* _Exercise_: Pull out every line of the listing below that contains the word "armrest", matching capital and lowercase letters exactly.

____

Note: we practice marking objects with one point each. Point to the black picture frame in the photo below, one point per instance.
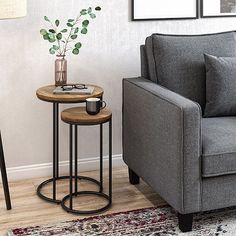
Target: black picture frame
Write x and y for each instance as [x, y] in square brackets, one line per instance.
[211, 16]
[168, 18]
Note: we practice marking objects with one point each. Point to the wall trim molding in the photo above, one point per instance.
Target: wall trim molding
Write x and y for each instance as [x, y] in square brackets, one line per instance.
[45, 169]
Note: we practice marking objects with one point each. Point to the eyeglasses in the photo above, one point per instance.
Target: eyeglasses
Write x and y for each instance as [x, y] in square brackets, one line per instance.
[73, 86]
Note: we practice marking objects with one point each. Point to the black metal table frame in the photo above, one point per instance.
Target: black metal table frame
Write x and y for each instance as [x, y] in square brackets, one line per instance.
[56, 176]
[77, 193]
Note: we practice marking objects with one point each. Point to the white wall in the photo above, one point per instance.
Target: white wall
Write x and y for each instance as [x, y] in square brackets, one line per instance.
[110, 52]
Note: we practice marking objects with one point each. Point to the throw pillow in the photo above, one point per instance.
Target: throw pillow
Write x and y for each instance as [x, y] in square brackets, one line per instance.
[220, 86]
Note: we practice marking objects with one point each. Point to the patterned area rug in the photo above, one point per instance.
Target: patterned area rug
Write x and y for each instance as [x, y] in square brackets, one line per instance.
[161, 221]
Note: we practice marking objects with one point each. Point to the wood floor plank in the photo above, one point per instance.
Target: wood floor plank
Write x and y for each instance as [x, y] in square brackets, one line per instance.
[29, 209]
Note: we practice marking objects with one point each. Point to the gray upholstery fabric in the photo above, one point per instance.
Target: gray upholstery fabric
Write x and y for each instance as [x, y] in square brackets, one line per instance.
[161, 135]
[177, 62]
[144, 65]
[220, 86]
[218, 192]
[219, 146]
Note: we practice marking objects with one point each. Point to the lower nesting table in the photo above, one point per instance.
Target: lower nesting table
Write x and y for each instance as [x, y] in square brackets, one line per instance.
[46, 94]
[75, 117]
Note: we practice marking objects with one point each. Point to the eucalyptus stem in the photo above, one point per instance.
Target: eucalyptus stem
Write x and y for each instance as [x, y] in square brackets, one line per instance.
[66, 36]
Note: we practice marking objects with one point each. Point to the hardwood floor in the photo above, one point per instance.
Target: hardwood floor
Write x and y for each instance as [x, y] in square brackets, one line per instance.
[29, 209]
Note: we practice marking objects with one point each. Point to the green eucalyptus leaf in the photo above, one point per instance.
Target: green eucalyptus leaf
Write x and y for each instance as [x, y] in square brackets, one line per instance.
[52, 51]
[55, 47]
[76, 30]
[52, 31]
[64, 31]
[83, 12]
[59, 36]
[43, 32]
[57, 23]
[92, 15]
[85, 23]
[69, 25]
[98, 8]
[74, 36]
[51, 36]
[75, 51]
[78, 45]
[89, 10]
[84, 31]
[46, 18]
[45, 37]
[52, 40]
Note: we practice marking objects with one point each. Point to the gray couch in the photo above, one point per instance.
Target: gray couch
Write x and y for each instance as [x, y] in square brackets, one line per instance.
[190, 161]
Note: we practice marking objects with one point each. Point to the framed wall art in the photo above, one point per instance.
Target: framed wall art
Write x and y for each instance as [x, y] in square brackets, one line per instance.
[218, 8]
[164, 9]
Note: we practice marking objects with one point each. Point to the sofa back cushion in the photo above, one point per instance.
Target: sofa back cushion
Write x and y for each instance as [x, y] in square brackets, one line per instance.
[177, 61]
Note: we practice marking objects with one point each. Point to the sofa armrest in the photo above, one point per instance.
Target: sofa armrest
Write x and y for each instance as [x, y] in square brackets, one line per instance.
[162, 142]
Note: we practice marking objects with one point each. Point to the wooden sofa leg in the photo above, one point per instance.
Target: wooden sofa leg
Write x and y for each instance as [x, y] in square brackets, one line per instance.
[185, 222]
[133, 177]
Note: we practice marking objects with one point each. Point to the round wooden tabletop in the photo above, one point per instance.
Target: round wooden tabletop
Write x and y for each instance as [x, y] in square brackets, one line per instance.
[78, 115]
[46, 94]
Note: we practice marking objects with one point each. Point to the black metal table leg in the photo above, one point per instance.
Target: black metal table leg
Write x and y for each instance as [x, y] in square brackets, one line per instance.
[101, 157]
[110, 161]
[99, 193]
[76, 158]
[4, 176]
[71, 165]
[55, 148]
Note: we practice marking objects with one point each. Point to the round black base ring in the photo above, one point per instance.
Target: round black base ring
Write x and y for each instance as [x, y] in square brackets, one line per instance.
[57, 201]
[86, 212]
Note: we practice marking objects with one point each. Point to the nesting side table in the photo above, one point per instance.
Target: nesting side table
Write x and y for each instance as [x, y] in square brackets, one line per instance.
[78, 116]
[46, 94]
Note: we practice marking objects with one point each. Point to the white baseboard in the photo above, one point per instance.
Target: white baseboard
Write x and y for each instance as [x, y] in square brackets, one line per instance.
[42, 170]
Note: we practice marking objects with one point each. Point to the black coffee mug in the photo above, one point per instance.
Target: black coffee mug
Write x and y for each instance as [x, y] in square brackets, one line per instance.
[94, 105]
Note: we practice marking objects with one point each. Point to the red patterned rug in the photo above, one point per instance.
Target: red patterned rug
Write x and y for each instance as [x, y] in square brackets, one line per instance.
[161, 221]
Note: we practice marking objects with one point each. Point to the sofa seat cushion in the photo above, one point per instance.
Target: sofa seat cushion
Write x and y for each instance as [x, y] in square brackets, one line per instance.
[219, 146]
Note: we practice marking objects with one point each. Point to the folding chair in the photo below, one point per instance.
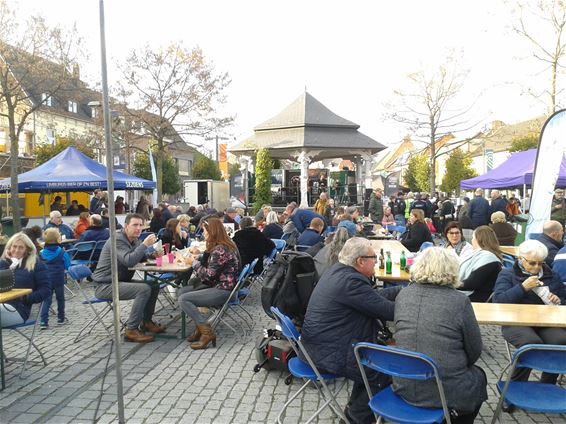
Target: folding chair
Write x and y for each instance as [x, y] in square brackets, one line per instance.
[77, 274]
[403, 364]
[533, 396]
[232, 302]
[18, 329]
[306, 370]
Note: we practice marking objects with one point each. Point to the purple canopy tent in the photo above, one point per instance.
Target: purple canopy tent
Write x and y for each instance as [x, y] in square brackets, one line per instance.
[517, 171]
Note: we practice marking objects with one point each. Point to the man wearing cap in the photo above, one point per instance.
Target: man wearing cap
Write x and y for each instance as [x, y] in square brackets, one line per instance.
[558, 208]
[230, 218]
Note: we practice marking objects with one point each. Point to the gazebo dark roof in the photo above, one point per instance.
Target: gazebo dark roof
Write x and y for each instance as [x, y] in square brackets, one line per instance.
[306, 124]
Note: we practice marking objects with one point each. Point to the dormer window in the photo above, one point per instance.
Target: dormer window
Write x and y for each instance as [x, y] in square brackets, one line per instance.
[46, 99]
[72, 106]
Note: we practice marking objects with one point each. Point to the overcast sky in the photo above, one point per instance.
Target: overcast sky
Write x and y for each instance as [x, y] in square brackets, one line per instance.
[350, 55]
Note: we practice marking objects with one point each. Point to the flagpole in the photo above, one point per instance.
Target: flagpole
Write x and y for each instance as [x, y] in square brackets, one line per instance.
[112, 218]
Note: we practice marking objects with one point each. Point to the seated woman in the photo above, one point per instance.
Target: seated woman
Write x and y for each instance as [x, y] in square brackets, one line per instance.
[174, 235]
[504, 231]
[273, 229]
[454, 240]
[388, 218]
[252, 244]
[451, 336]
[216, 274]
[29, 272]
[417, 231]
[328, 255]
[479, 271]
[531, 281]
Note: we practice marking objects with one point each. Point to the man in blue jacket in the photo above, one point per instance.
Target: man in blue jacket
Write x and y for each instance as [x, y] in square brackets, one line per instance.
[344, 309]
[478, 211]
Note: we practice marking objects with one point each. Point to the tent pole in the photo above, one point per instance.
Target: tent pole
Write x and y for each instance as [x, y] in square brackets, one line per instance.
[112, 217]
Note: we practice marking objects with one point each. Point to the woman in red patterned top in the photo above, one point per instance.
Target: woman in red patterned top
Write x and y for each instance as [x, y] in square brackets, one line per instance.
[216, 273]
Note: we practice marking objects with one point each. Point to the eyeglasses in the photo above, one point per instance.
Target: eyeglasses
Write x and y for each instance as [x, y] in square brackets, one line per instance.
[533, 263]
[374, 257]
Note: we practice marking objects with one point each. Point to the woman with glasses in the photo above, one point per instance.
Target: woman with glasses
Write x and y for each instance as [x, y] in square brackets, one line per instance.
[479, 271]
[454, 240]
[216, 274]
[531, 281]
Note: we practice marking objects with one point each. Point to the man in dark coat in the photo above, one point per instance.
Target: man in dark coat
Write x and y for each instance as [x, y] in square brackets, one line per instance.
[552, 236]
[252, 244]
[344, 309]
[478, 211]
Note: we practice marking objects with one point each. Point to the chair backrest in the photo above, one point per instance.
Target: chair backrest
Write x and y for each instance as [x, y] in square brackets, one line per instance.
[541, 357]
[279, 244]
[78, 272]
[287, 327]
[426, 245]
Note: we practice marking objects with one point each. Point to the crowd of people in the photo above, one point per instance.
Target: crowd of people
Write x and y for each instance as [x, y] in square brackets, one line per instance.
[345, 306]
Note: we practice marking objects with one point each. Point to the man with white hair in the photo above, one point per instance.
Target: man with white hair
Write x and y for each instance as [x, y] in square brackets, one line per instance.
[56, 221]
[344, 308]
[551, 237]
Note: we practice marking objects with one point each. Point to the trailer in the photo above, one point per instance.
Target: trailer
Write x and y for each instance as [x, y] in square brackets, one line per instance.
[215, 193]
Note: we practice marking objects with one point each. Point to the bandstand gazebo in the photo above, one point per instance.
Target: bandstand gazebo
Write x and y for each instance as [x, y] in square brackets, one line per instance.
[307, 131]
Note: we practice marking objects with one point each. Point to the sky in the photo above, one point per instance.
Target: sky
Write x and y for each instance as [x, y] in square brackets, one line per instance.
[350, 55]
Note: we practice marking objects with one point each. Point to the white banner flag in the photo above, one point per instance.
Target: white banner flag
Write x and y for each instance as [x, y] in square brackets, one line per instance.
[551, 149]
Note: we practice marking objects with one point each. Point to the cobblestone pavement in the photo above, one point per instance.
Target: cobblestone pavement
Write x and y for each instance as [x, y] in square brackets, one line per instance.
[167, 382]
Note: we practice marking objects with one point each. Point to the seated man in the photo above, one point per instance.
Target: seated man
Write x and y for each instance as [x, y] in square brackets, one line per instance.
[130, 251]
[344, 309]
[312, 235]
[56, 221]
[252, 244]
[551, 237]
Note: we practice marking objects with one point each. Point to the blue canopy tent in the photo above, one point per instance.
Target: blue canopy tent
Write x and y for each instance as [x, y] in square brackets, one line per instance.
[72, 170]
[517, 171]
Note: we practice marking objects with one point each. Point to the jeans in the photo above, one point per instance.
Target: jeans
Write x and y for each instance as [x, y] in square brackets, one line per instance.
[60, 296]
[9, 315]
[197, 294]
[144, 295]
[520, 336]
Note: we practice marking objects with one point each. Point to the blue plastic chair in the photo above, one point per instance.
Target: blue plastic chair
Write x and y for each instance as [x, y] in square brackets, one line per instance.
[533, 396]
[77, 273]
[403, 364]
[306, 370]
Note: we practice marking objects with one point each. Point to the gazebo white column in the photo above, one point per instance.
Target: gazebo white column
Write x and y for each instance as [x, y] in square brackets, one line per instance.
[244, 162]
[368, 177]
[304, 161]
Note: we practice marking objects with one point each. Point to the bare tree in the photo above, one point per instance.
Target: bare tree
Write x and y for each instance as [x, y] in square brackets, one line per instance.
[427, 108]
[173, 92]
[543, 24]
[36, 62]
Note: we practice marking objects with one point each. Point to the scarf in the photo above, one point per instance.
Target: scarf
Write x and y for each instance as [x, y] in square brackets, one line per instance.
[478, 259]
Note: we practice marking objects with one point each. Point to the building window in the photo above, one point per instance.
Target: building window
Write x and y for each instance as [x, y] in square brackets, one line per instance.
[46, 99]
[72, 106]
[50, 135]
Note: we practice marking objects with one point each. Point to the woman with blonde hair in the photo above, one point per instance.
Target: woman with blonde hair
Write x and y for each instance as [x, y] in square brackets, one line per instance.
[504, 231]
[20, 256]
[451, 336]
[479, 271]
[216, 273]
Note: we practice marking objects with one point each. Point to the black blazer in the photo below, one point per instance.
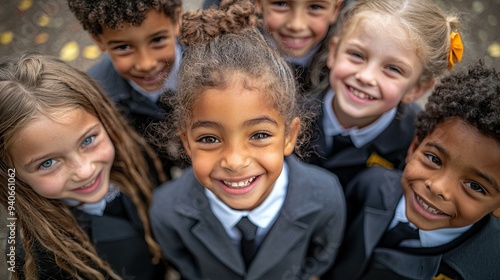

____

* _Final result_:
Note: we practice marking objects with one point each. Point to the sofa armrest in the photo above, one point per instance.
Target: sofa armrest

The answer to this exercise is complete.